-- The data --
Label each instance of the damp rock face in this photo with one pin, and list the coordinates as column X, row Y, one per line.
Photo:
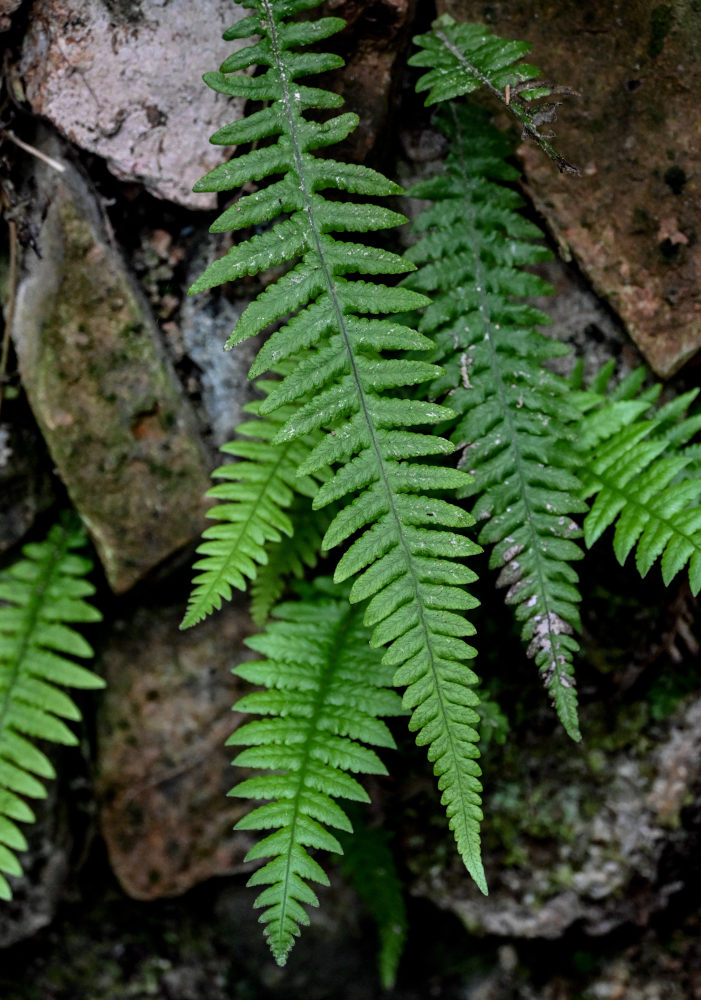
column 121, row 434
column 7, row 9
column 45, row 864
column 206, row 323
column 25, row 483
column 632, row 219
column 584, row 835
column 164, row 770
column 124, row 80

-- What is expected --
Reproduce each entry above word for word. Pictures are not part of the copy.

-- Task solution --
Label each instance of the damp rock face in this photo with one pin, and list the coordinates as column X, row Y, one per line.
Photo:
column 121, row 434
column 7, row 9
column 45, row 864
column 206, row 323
column 25, row 483
column 632, row 219
column 584, row 835
column 164, row 770
column 124, row 80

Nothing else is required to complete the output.